## Material for this task
----

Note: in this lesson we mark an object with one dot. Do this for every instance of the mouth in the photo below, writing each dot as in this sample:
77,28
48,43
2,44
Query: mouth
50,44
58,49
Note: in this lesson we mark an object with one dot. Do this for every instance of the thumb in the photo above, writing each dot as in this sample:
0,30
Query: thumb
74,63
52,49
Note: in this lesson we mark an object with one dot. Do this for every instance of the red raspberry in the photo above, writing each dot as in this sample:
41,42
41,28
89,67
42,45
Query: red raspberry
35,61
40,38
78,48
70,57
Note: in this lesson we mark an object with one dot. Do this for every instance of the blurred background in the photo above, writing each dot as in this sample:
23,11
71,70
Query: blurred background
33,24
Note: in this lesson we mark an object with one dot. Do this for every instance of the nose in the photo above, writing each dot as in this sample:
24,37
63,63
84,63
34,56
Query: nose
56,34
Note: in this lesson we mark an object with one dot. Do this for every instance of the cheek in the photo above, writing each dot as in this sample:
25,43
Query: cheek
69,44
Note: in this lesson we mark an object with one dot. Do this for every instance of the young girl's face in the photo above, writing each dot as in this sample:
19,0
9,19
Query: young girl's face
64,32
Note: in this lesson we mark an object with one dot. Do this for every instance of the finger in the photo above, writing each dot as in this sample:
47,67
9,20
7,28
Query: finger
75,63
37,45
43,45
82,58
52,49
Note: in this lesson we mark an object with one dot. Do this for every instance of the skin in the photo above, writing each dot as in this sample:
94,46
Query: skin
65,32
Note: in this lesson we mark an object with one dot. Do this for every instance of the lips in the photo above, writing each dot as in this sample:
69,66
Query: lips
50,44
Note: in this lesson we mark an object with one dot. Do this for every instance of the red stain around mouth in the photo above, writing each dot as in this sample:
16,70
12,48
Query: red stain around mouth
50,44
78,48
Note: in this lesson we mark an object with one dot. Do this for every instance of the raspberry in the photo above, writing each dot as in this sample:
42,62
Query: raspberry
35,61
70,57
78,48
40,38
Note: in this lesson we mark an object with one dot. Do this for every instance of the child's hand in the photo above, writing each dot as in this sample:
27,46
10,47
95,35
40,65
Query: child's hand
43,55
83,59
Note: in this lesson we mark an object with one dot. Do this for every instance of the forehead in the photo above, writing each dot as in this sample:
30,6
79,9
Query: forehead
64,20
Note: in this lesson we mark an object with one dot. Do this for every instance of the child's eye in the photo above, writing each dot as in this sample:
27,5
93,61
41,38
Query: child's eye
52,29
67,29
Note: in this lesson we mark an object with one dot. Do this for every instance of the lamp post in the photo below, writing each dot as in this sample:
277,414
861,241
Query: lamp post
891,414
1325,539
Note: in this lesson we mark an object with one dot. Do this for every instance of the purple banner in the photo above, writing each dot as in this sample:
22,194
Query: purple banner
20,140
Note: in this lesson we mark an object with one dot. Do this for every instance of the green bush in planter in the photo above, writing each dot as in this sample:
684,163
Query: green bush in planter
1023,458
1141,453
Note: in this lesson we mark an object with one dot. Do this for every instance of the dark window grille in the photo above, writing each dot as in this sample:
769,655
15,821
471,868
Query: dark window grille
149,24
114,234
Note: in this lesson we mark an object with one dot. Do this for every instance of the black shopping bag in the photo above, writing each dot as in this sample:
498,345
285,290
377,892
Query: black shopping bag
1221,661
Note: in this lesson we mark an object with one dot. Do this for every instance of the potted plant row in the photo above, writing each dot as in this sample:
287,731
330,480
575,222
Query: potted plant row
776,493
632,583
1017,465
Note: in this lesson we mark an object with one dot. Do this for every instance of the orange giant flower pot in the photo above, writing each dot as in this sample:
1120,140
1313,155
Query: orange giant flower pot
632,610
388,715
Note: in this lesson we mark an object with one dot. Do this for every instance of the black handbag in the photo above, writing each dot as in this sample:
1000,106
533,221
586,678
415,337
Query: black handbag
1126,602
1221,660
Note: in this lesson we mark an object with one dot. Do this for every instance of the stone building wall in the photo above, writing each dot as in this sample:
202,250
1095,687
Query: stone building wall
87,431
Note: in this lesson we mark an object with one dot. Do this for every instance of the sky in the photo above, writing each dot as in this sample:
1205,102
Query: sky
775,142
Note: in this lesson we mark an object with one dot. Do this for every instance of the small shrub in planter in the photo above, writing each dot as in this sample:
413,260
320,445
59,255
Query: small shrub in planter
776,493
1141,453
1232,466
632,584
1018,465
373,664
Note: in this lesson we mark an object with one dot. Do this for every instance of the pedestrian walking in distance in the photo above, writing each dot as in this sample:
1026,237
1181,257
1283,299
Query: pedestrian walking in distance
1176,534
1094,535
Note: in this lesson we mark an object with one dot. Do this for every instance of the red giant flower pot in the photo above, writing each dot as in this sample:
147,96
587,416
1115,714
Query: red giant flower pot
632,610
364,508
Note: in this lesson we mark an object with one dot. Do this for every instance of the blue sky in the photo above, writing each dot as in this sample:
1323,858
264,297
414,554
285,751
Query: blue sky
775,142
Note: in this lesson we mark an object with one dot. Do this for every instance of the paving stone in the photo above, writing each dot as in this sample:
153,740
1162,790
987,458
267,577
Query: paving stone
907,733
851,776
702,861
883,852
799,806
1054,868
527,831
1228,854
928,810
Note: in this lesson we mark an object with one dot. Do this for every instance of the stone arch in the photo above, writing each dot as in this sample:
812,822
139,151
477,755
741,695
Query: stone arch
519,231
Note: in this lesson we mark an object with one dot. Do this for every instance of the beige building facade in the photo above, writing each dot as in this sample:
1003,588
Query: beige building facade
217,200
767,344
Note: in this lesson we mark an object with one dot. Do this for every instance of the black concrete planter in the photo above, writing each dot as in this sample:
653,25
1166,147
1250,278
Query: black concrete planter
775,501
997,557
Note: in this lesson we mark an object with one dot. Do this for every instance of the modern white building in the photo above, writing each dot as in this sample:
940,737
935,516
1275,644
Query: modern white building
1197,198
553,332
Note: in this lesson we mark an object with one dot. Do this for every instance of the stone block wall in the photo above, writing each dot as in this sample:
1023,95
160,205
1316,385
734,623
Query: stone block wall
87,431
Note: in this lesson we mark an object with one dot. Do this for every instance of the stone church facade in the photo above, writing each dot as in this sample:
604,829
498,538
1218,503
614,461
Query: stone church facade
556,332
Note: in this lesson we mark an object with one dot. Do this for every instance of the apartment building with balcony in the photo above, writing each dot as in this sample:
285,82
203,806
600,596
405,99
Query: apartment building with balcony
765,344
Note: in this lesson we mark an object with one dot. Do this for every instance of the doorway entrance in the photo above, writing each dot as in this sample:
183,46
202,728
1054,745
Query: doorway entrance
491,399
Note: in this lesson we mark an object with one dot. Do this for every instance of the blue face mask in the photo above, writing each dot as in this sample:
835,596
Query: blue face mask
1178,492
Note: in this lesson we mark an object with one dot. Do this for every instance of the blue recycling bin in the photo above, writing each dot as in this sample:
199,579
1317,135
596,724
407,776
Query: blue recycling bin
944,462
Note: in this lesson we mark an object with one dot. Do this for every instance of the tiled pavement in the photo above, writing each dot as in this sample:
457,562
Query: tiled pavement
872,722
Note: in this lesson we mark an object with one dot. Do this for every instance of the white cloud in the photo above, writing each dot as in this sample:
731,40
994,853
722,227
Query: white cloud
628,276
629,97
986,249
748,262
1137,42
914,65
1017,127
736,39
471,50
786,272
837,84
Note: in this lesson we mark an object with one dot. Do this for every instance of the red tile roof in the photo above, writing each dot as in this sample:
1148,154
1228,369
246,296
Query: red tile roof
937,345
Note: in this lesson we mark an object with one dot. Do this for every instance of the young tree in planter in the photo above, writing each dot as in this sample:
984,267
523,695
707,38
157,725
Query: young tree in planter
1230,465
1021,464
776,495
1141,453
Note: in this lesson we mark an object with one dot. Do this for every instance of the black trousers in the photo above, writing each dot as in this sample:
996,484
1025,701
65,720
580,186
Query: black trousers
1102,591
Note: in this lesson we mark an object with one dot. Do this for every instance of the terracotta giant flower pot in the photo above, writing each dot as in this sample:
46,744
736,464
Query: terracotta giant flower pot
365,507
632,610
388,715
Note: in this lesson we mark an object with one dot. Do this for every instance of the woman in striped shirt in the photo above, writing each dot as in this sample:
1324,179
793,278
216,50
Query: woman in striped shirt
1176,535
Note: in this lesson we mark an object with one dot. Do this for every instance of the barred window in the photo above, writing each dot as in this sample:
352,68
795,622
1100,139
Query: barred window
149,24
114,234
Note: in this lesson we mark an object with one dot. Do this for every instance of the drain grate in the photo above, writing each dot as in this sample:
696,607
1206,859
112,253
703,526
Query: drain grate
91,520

----

## What this task involves
Answer with a single number: the count of lines in the records that contain "below".

## Response to the exercise
2